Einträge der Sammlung
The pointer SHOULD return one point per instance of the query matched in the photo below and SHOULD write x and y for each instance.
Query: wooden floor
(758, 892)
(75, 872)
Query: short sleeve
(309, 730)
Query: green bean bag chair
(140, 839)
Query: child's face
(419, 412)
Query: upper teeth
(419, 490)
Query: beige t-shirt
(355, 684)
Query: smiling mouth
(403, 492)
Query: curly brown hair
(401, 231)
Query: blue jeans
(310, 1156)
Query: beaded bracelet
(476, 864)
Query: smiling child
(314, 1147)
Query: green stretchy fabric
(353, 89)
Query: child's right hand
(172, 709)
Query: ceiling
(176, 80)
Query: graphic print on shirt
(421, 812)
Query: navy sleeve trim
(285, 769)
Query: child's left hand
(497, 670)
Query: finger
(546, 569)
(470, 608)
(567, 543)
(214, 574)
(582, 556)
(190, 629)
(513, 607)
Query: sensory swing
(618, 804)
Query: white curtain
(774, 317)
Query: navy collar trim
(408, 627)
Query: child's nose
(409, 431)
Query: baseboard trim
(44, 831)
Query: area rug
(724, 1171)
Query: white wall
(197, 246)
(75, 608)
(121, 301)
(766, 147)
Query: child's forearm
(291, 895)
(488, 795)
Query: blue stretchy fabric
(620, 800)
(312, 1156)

> [Deine Aufgabe]: Kannst du sämtliche Einträge oben Zeile für Zeile unverändert abschreiben?

> [Endergebnis]:
The pointer SHOULD return one point per instance of the query matched in the photo below and SHOULD write x and y for each instance.
Query: wooden floor
(758, 892)
(75, 872)
Query: short sleeve
(309, 730)
Query: green bean bag chair
(140, 839)
Query: child's face
(419, 412)
Query: upper teeth
(419, 490)
Query: beige t-shirt
(355, 684)
Query: smiling mouth
(403, 492)
Query: curly brown hair
(401, 231)
Query: blue jeans
(310, 1156)
Query: beaded bracelet
(476, 864)
Query: smiling child
(314, 1147)
Query: green stretchy fabric
(353, 89)
Query: child's right hand
(172, 709)
Query: ceiling
(176, 80)
Query: graphic print on shirt
(421, 812)
Query: navy sleeve trim
(285, 769)
Query: child's left hand
(497, 670)
Query: finger
(546, 569)
(470, 608)
(567, 543)
(214, 574)
(582, 556)
(190, 629)
(513, 607)
Query: sensory swing
(618, 804)
Query: white curtain
(774, 317)
Query: navy collar trim
(408, 627)
Query: child's nose
(409, 431)
Query: baseboard trim
(44, 831)
Query: area rug
(724, 1171)
Query: white wall
(197, 246)
(75, 608)
(121, 301)
(766, 147)
Query: child's forearm
(291, 895)
(488, 795)
Query: blue stretchy fabric
(620, 800)
(312, 1156)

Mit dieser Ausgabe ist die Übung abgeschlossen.